===== Input data
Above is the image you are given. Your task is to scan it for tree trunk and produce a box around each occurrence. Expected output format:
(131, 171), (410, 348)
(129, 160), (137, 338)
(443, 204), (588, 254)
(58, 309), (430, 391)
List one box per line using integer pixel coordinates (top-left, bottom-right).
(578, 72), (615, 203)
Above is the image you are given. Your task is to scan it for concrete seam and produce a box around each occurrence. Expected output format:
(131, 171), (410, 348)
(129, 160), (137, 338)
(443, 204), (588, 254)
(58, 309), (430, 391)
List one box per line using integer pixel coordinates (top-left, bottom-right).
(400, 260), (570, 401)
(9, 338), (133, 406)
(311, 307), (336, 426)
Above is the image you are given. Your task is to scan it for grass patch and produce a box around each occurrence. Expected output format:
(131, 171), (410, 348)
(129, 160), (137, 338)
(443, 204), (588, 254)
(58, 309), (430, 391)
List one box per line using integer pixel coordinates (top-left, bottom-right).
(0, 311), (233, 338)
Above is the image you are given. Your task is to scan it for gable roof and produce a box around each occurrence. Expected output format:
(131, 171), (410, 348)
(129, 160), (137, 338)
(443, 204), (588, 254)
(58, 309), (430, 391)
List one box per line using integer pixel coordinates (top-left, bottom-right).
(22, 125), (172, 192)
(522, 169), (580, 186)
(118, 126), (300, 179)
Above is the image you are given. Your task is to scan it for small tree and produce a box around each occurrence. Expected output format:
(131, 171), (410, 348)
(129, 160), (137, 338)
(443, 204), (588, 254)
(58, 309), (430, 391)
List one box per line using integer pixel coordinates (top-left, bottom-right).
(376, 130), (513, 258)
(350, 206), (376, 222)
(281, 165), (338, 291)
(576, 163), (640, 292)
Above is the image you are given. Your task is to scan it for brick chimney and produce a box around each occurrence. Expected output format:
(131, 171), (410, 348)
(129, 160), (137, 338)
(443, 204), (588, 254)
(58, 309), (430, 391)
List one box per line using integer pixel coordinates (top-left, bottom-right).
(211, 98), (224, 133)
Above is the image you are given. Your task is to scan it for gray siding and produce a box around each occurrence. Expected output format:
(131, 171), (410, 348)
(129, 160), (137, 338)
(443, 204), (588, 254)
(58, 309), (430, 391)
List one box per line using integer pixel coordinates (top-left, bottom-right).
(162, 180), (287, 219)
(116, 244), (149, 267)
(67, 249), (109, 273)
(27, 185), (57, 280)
==========
===== Input data
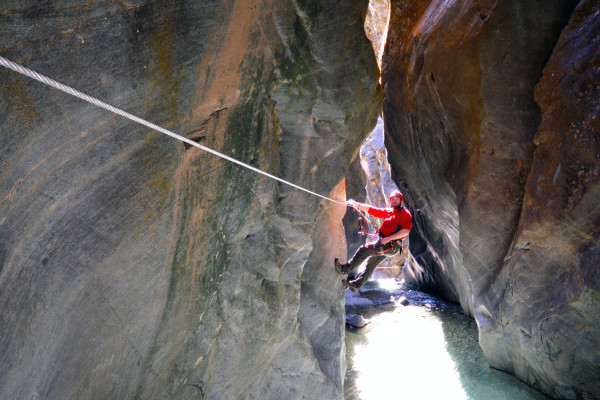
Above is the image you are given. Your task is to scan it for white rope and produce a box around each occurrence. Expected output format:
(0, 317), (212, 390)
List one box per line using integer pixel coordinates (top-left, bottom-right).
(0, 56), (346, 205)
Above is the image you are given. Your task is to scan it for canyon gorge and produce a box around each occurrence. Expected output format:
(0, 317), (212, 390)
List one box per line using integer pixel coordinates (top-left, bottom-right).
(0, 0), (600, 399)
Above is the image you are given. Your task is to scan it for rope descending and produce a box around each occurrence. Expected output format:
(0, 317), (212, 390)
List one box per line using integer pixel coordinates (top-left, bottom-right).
==========
===== Input data
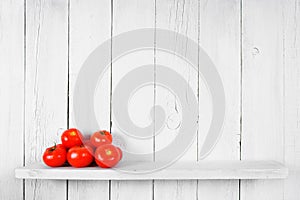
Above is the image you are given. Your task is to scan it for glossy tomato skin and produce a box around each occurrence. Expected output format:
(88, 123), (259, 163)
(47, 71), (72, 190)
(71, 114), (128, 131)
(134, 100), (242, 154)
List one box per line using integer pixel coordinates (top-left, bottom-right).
==========
(Exercise aim):
Can you switch "small tree" to "young tree" in the data that opens with the line containing "it for small" and closes with the line containing "(576, 163), (640, 292)", changing nothing else and returning only those lines?

(Written solution):
Above is the image you are given. Your task is to scan it for young tree and produce a box around each occurrence. Expected output format:
(131, 171), (410, 348)
(129, 160), (137, 338)
(443, 204), (588, 254)
(58, 309), (430, 391)
List one box per line using integer pixel coordinates (top-left, bottom-right).
(376, 130), (513, 258)
(350, 206), (376, 222)
(281, 165), (338, 291)
(576, 163), (640, 292)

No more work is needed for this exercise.